== Input records
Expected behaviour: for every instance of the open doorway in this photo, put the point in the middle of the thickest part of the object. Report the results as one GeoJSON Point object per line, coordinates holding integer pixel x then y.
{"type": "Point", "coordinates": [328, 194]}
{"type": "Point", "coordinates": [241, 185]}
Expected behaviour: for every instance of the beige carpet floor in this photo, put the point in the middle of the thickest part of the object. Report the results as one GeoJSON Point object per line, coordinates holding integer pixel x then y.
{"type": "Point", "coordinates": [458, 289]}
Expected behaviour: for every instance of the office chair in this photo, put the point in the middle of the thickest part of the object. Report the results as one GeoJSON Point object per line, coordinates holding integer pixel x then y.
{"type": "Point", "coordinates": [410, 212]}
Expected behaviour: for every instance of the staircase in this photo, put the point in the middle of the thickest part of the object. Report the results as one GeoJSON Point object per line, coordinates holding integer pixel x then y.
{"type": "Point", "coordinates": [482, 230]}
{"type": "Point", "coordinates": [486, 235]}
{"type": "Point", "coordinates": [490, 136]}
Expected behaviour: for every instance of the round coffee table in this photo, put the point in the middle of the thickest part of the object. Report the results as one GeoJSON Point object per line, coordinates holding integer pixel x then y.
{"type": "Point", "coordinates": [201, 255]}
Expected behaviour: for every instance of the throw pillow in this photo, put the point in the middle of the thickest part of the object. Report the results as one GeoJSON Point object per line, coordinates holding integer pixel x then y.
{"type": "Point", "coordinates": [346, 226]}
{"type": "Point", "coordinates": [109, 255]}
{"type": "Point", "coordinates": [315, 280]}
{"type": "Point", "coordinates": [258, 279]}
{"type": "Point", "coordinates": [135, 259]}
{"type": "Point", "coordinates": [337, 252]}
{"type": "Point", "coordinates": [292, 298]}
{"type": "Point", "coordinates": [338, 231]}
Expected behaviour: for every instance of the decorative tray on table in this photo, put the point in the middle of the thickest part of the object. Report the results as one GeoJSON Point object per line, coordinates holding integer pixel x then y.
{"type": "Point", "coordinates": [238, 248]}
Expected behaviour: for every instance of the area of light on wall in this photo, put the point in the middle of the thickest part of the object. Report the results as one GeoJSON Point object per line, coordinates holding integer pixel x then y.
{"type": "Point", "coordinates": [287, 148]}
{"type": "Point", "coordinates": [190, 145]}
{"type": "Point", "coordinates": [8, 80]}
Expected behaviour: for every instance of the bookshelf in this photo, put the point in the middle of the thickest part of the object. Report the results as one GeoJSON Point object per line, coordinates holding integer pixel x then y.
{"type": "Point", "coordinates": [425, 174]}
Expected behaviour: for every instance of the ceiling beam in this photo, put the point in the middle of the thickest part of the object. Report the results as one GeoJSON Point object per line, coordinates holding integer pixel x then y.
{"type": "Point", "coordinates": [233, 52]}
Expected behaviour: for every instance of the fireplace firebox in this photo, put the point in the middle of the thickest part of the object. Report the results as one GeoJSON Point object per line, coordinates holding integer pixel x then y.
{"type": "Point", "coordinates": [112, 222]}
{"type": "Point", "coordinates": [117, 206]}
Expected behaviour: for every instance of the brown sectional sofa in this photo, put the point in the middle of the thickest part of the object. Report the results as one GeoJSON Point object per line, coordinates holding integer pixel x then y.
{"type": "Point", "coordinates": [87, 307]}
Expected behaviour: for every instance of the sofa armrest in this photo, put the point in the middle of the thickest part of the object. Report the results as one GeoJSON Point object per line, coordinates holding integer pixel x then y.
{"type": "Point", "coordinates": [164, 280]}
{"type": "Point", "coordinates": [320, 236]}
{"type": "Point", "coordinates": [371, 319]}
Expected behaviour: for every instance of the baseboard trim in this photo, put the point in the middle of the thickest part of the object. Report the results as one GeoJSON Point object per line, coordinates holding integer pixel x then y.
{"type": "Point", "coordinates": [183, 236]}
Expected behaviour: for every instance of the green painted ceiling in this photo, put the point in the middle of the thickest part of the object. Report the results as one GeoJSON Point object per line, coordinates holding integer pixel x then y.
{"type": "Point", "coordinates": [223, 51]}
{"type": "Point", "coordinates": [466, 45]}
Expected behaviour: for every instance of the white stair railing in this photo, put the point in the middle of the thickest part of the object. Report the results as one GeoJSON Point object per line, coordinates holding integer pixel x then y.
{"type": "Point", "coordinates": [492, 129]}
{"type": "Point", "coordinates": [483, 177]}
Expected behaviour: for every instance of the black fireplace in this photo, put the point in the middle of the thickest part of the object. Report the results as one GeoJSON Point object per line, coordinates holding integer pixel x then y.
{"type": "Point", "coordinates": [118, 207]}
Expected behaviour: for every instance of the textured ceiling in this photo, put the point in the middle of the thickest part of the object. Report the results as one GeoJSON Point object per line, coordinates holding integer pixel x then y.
====
What needs to be done
Every entry above should be given again exactly as shown.

Task output
Expected behaviour: for every instance of the open doorway in this photo, put the point in the middle of the thickest part of the object. Report the results as one GeoJSON Point object per line, coordinates holding integer pixel x then y.
{"type": "Point", "coordinates": [328, 194]}
{"type": "Point", "coordinates": [241, 185]}
Expected behaviour: for every instance of the beige carpet floor in this photo, put the point in the middle of the thickest part of the object. Report the results as one GeoJSON Point object per line, coordinates holding integer pixel x then y.
{"type": "Point", "coordinates": [458, 289]}
Expected behaviour: for every instance of the office chair in this photo, put the point in the middle of the thickest part of the object. Report the results as one GeoJSON Point object per line, coordinates holding integer pixel x then y.
{"type": "Point", "coordinates": [410, 212]}
Expected behaviour: for every instance of the staircase in this photo, put the point in the middle of the thickest part of the object. Report the results as one GeoJSON Point object per line, coordinates holding integer pixel x then y.
{"type": "Point", "coordinates": [482, 230]}
{"type": "Point", "coordinates": [486, 235]}
{"type": "Point", "coordinates": [490, 136]}
Expected behaviour: for every instance of the round coffee table in this photo, put the point in the middle of the thickest part of the object. Report the results as one GeoJSON Point object per line, coordinates holding integer pixel x then y.
{"type": "Point", "coordinates": [201, 255]}
Expected behaviour: for every instance of the throw pillow in this photo, put the point in the middle of the thickest part of the object. Report the results as one GeoJSON Point object per line, coordinates holding integer pixel x then y.
{"type": "Point", "coordinates": [346, 226]}
{"type": "Point", "coordinates": [109, 255]}
{"type": "Point", "coordinates": [315, 280]}
{"type": "Point", "coordinates": [258, 279]}
{"type": "Point", "coordinates": [135, 259]}
{"type": "Point", "coordinates": [337, 252]}
{"type": "Point", "coordinates": [292, 298]}
{"type": "Point", "coordinates": [338, 231]}
Expected behaviour: for every instance of the decorative tray on table in this photo, put the point in the middle of the thickest part of the object. Report the results as one GeoJSON Point object per line, coordinates holding integer pixel x then y.
{"type": "Point", "coordinates": [238, 248]}
Expected behaviour: for every instance of the area of light on wall in this photo, put the point in the middle of the thickest part of the object. Report the results as one GeoJSON Point object per line, coordinates holding integer pixel x then y.
{"type": "Point", "coordinates": [287, 148]}
{"type": "Point", "coordinates": [190, 145]}
{"type": "Point", "coordinates": [8, 80]}
Expected behaviour: for every instance of the bookshelf in this photo, put the point in the middle of the thickest part of the object. Report the results as one GeoJSON Point object per line, coordinates holding integer pixel x then y.
{"type": "Point", "coordinates": [425, 174]}
Expected behaviour: for every instance of the ceiling beam in this photo, put the point in the middle of the thickest part of the object. Report the results as one GeoJSON Point object per line, coordinates holding integer pixel x then y.
{"type": "Point", "coordinates": [233, 52]}
Expected behaviour: for every instance of the fireplace firebox in this photo, put the point in the middle of the thickest part of the object. Report the results as one GeoJSON Point object per line, coordinates holding integer pixel x then y.
{"type": "Point", "coordinates": [112, 222]}
{"type": "Point", "coordinates": [117, 206]}
Expected behaviour: for every instance of the brown sectional sofa in this photo, put the point in the middle of the thickest part of the object. Report the results as one GeoJSON Point object per line, coordinates holding integer pixel x then y.
{"type": "Point", "coordinates": [87, 307]}
Expected behaviour: for every instance of the sofa armrest in this photo, put the point in the middle of the thickest part of the object. Report the results as one GeoJSON Point object per line, coordinates holding integer pixel x then y.
{"type": "Point", "coordinates": [164, 280]}
{"type": "Point", "coordinates": [320, 236]}
{"type": "Point", "coordinates": [371, 319]}
Expected behaviour: for every instance of the baseboard trim in this photo, put the point in the middle of the thickest part of the object. Report the results as one GeoJSON Point object per line, coordinates holding integer pixel x then y.
{"type": "Point", "coordinates": [183, 236]}
Expected behaviour: for every instance of the green painted ceiling in this photo, put the point in the middle of the thickest part of the object. Report the results as one GeoJSON Point object per line, coordinates holding integer pixel x then y.
{"type": "Point", "coordinates": [223, 51]}
{"type": "Point", "coordinates": [466, 45]}
Expected behaviour: for every instance of the white stair railing in this photo, put the point in the middle of the thickest part of the object. Report the results as one GeoJSON Point object per line, coordinates holding integer pixel x then y.
{"type": "Point", "coordinates": [492, 129]}
{"type": "Point", "coordinates": [483, 177]}
Expected behaviour: for every instance of the black fireplace in this photo, put the point in the middle of the thickest part of the object. Report the results as one GeoJSON Point object per line, coordinates holding integer pixel x then y.
{"type": "Point", "coordinates": [118, 207]}
Expected behaviour: for every instance of the textured ceiling in this photo, put the point in the middle of the thickest part of the object. Report the results as one GeoJSON Point object per line, coordinates holding integer pixel x then y.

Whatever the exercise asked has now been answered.